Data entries
::::::::::

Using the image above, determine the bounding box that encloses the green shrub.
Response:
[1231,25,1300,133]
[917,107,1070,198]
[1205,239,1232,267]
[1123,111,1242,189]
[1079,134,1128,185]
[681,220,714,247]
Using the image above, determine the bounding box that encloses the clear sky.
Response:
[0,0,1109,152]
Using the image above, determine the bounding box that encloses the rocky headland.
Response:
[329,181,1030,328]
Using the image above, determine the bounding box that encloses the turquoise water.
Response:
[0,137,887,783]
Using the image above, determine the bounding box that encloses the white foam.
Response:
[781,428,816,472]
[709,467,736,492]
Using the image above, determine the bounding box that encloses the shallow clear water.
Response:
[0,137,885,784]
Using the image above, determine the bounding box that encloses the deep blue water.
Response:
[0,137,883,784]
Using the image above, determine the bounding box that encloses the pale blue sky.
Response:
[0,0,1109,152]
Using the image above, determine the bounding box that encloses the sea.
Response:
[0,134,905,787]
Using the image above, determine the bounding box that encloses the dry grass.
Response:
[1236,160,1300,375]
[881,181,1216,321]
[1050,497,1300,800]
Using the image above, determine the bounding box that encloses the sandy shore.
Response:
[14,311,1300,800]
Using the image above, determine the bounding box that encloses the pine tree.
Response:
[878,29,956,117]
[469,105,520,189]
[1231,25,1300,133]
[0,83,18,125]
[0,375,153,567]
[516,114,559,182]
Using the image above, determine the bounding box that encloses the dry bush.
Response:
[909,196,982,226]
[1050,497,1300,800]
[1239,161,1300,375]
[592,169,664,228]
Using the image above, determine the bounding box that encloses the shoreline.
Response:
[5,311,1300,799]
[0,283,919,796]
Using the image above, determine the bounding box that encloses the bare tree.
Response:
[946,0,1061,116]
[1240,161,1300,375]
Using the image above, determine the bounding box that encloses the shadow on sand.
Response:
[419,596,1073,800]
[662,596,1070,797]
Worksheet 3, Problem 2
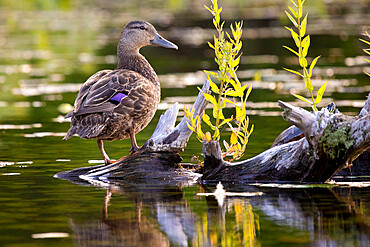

::::::::::

### TO DO
Update all of the material above by changing every "determine" to "identify" and keeping everything else unchanged. Leave the pictures out of your answer.

### ANSWER FOR THE TASK
Using the image above, identify the bounding box that encloses the green shrub.
Response:
[1231,25,1300,133]
[917,107,1070,198]
[1205,239,1232,267]
[1123,111,1242,189]
[1079,134,1128,185]
[681,220,714,247]
Using the image above, identify the bounding box that encloses the clear sky.
Response:
[0,0,1109,152]
Using the image above, identify the bounding box that encloses the rocky headland.
Response:
[329,181,1030,328]
Using the image above, identify the bounding box that encloses the turquoise water.
Response:
[0,137,887,783]
Using the image above, identify the bounding box that encloses the white foam.
Response:
[781,428,816,472]
[709,467,736,492]
Using the image above, identify the bounding box that encloses the shallow clear water.
Response:
[0,137,885,784]
Using the image above, identify the bounding box that encloses the deep blue water.
Response:
[0,137,883,784]
Using the image above, identify the bounding box that encloses the pale blue sky.
Response:
[0,0,1109,152]
Using the image above, identify the bounding box that encloses the sea.
Response:
[0,134,905,787]
Using the image above, identify the bounding box that encloses the dry grass.
Response:
[1236,160,1300,375]
[881,181,1216,321]
[1050,497,1300,800]
Using the image above, identify the bounding box that encloses the sandy shore.
Response:
[14,311,1300,800]
Using the image above, identify the bounding box that encloses the pine tree.
Response:
[878,29,956,117]
[469,105,520,189]
[1231,25,1300,133]
[0,83,18,125]
[0,375,153,567]
[516,114,559,182]
Using the image above, identify the bounding box that encloses the dry bush.
Response:
[909,196,982,226]
[1050,497,1300,800]
[1239,161,1300,375]
[592,169,664,228]
Using the image above, identify the bounding box that encloses the shoreline.
Response:
[5,311,1300,799]
[0,283,919,796]
Using the image above, identify the bounding box that encloses the bare tree.
Response:
[946,0,1061,116]
[1240,161,1300,375]
Using the image above, identify the bounding box that encloses the shadow on sand.
Response:
[419,596,1073,800]
[662,596,1070,797]
Worksheet 3, Problem 2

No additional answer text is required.